▸ **Assignment**:
All the entries that follow must be written out again exactly.
The data section start
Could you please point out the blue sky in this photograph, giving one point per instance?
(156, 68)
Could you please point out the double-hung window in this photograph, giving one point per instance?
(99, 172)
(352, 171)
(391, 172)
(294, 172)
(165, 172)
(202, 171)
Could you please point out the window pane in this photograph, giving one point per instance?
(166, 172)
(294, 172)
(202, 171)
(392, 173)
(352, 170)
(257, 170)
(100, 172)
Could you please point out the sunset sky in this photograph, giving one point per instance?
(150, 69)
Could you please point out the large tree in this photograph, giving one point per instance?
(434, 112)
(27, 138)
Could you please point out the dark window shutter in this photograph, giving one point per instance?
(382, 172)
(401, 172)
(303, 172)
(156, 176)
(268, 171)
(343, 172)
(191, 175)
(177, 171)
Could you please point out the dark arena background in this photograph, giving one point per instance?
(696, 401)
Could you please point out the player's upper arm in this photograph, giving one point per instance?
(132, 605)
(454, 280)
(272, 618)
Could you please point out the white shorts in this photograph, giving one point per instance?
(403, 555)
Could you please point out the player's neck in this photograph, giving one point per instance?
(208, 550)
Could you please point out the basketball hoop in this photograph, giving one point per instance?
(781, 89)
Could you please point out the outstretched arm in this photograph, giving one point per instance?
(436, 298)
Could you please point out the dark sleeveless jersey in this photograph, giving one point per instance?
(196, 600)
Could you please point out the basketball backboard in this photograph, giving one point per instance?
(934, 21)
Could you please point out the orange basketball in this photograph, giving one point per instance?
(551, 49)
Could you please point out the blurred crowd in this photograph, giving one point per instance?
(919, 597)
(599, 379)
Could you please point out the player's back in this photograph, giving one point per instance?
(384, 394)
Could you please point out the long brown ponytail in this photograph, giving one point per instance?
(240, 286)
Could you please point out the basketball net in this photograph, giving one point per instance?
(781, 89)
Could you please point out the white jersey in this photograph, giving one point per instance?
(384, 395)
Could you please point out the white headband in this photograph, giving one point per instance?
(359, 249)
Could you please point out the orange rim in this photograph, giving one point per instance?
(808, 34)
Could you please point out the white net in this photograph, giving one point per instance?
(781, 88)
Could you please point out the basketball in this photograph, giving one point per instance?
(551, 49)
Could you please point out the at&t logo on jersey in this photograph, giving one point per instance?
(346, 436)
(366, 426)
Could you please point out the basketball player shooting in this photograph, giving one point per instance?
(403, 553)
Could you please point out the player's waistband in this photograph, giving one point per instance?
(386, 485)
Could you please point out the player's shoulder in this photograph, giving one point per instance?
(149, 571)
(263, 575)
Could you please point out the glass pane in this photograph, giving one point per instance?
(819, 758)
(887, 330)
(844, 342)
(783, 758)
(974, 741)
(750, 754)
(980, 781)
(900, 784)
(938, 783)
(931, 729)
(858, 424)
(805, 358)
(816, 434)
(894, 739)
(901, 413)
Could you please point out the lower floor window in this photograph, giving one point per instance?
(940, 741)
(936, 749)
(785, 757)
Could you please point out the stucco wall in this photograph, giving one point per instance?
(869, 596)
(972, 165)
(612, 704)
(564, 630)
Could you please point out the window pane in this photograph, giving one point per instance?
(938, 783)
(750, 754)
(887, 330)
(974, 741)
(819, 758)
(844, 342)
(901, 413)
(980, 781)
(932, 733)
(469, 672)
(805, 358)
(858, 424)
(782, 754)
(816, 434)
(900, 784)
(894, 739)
The data section end
▸ **Written reply**:
Could you please point out the blue sky in this photograph, giving one point per instance?
(156, 68)
Could you please point out the double-hung window in this photograph, giving one point per instance?
(99, 172)
(352, 171)
(391, 172)
(294, 172)
(165, 172)
(202, 171)
Could you please point out the window pane in this photograph, giving one point per instance?
(166, 172)
(294, 172)
(202, 171)
(392, 173)
(352, 170)
(257, 170)
(100, 172)
Could you please point out the sunset sky in this photograph, giving one point per instance?
(150, 69)
Could you please point out the large tree in this photograph, giving one point per instance?
(434, 112)
(27, 138)
Could you please point out the dark window shutter in this photograph, giving one point per instance?
(382, 172)
(401, 172)
(303, 172)
(156, 176)
(268, 171)
(343, 172)
(191, 175)
(177, 171)
Could you please point out the dark arena background in this photograph, giving one point per instance?
(696, 401)
Could you please point out the player's upper arm in this photograph, giving one point per instance?
(132, 605)
(454, 280)
(272, 618)
Could you please point out the white shorts in this photograph, giving one point per instance?
(403, 555)
Could you please point out the player's neck in this photograph, giving one point per instance?
(208, 550)
Could you please point out the basketball hoop in this photograph, giving one point per instance?
(781, 89)
Could you please point out the outstretched arm in this photograph, giving one point per instance?
(436, 298)
Could you please point out the dark sleeveless jersey in this photograph, giving one point per instance?
(196, 600)
Could you please point out the basketball backboard in this photograph, giving one point per instance?
(934, 21)
Could you please point out the orange basketball in this photograph, giving one point per instance?
(551, 49)
Could you please point out the blurred crowd in this photograph, giving one point per instance?
(919, 597)
(599, 379)
Could you please point out the player's back in this photograph, giving one point per instance?
(384, 394)
Could you please point out the long brown ponytail in this photograph, giving one point per instance?
(240, 286)
Could you please point out the basketball net in this photograph, giving one point per instance?
(781, 89)
Could you please point out the white jersey in this photograph, giving one point per instance?
(384, 395)
Could you please point out the white headband in this photograph, giving one point per instance?
(359, 249)
Could you please point out the orange rim in this photograph, giving one point per instance?
(808, 34)
Could you please point out the white net in this photograph, giving one point per instance?
(781, 88)
Could you please point out the basketball in this photograph, giving one point per instance?
(551, 49)
Could you please point out the at&t logo on jersey in this photograph, giving one point per instance?
(346, 436)
(366, 426)
Could you please point out the basketball player shooting in this photograph, giving one point per instance?
(403, 553)
Could you please point out the player's waistband in this photograph, giving one point per instance?
(386, 485)
Could you please point out the player's shoulder in this photograph, giving one point per instance?
(149, 571)
(263, 575)
Could you please point out the glass pane in this photograph, giving one point per instance?
(819, 758)
(887, 330)
(844, 342)
(783, 758)
(974, 741)
(750, 754)
(980, 781)
(900, 784)
(938, 783)
(931, 729)
(858, 424)
(805, 358)
(816, 434)
(894, 739)
(901, 413)
Could you please point out the lower floor window in this photograph, giving one point per instance?
(940, 741)
(936, 749)
(785, 757)
Could you please point out the stucco wall in this photograph, giving one point per instance?
(869, 596)
(972, 165)
(612, 704)
(564, 630)
Could you please point out the window pane in this photograph, giving one point per instance?
(938, 783)
(750, 754)
(887, 330)
(974, 741)
(819, 758)
(844, 342)
(901, 413)
(980, 781)
(932, 733)
(469, 672)
(805, 358)
(858, 424)
(782, 754)
(816, 434)
(900, 784)
(894, 739)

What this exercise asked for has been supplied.